What you have to do:
Your reply should be made up of every line in the records below that holds the string "yellow".

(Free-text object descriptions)
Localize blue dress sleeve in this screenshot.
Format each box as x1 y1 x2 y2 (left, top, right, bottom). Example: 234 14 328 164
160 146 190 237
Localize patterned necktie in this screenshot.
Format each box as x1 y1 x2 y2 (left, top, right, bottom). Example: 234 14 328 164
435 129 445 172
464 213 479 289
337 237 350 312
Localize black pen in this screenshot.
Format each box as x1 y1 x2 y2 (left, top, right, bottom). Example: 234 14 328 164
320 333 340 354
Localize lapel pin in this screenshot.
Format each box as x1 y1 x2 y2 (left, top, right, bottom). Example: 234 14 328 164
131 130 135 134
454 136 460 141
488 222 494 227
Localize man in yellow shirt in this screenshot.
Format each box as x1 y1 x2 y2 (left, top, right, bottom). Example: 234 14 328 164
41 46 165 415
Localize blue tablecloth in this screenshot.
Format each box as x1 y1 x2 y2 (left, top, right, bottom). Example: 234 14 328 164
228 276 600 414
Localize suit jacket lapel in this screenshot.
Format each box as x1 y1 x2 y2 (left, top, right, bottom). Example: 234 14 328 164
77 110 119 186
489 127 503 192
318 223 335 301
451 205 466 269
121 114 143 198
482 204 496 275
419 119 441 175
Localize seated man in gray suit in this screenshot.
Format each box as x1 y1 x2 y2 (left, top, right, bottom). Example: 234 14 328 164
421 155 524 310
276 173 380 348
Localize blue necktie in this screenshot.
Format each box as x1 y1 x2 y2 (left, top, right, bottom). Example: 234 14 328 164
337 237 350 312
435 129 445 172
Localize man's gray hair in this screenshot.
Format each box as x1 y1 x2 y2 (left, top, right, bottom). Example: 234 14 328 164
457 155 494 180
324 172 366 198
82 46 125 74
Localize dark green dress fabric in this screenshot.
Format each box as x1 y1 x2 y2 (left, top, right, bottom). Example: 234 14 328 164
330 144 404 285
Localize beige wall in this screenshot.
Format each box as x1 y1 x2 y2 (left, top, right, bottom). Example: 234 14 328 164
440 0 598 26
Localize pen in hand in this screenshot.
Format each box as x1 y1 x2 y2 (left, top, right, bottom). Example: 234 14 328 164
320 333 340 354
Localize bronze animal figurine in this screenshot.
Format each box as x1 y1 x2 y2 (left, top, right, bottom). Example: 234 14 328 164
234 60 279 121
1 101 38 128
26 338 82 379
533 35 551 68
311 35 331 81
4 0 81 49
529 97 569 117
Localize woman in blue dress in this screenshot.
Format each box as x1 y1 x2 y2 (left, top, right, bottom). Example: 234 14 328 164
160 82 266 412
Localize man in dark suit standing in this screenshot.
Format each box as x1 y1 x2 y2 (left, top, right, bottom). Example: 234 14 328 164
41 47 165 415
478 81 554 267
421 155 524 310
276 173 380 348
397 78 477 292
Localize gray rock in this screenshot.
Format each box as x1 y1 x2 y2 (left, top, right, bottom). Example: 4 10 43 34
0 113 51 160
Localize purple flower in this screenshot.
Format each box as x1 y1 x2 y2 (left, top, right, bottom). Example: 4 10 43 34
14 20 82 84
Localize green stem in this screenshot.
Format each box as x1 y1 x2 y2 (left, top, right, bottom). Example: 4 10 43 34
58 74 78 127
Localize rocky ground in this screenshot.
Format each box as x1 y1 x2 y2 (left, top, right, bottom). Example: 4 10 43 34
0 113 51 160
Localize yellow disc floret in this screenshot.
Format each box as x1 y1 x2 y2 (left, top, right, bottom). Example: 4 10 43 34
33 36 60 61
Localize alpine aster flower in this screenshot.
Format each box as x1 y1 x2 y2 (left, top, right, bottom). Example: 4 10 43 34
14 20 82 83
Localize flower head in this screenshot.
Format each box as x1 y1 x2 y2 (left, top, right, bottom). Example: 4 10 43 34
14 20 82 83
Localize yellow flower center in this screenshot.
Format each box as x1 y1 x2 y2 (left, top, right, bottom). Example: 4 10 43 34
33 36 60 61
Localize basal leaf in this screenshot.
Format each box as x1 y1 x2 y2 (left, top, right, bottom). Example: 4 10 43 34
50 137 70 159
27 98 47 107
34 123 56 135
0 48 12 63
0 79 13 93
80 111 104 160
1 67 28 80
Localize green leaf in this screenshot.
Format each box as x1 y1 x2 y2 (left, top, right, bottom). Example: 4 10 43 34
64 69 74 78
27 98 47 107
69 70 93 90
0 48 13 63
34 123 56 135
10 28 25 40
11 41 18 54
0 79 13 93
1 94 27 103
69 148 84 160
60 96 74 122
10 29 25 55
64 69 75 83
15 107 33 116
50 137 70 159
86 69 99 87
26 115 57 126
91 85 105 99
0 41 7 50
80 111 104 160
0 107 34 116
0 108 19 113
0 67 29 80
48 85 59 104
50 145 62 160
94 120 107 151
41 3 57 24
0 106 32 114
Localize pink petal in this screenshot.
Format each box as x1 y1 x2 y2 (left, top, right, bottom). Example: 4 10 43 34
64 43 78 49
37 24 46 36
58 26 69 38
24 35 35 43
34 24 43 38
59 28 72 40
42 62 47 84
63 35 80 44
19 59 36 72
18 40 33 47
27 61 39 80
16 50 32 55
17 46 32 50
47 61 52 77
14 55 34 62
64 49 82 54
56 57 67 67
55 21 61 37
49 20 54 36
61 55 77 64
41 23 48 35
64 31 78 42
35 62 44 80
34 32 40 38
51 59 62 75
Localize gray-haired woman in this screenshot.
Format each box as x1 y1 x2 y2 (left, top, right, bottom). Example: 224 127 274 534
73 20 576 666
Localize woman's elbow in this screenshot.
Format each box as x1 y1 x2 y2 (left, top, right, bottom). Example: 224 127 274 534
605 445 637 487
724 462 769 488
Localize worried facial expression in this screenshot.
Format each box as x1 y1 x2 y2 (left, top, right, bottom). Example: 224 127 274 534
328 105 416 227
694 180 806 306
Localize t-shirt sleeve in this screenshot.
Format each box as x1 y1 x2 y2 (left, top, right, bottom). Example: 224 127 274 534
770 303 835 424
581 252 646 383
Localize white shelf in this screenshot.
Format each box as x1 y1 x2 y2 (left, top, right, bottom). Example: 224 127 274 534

Expected answer:
Localize man in yellow shirt in this screenshot.
Localize yellow disc floret in this screenshot.
Localize yellow flower center in this screenshot.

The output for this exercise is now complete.